# What the task requires:
Tally the lines in the entries below that contain the string "swimmer". Give only that number.

# Exercise material:

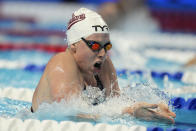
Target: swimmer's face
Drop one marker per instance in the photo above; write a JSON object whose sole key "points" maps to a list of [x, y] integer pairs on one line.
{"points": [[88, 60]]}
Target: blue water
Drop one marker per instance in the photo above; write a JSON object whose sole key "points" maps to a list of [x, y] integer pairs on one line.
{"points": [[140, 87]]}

---

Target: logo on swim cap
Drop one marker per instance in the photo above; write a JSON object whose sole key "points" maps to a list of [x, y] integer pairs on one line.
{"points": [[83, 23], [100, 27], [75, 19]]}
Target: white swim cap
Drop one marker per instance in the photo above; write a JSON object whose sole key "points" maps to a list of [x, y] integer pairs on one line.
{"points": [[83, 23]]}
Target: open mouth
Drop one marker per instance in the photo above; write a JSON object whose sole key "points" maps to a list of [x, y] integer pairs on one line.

--

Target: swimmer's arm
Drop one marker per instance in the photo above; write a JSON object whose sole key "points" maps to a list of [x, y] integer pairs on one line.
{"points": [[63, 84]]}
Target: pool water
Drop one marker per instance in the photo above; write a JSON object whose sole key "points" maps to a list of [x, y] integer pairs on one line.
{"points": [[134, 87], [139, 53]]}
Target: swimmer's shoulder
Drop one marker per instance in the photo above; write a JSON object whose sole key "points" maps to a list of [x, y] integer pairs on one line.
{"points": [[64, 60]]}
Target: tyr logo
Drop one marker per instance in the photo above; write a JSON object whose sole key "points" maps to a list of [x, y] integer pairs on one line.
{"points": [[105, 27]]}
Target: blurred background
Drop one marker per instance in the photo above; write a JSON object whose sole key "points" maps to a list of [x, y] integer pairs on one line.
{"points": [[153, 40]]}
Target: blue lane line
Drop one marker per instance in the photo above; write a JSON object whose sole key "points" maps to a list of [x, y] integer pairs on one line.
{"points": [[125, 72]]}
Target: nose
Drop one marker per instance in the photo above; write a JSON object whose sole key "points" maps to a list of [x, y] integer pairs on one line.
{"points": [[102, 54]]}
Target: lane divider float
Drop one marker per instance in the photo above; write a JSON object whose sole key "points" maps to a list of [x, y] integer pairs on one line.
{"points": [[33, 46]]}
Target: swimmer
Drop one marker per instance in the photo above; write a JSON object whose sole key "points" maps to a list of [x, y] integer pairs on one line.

# Worked answer:
4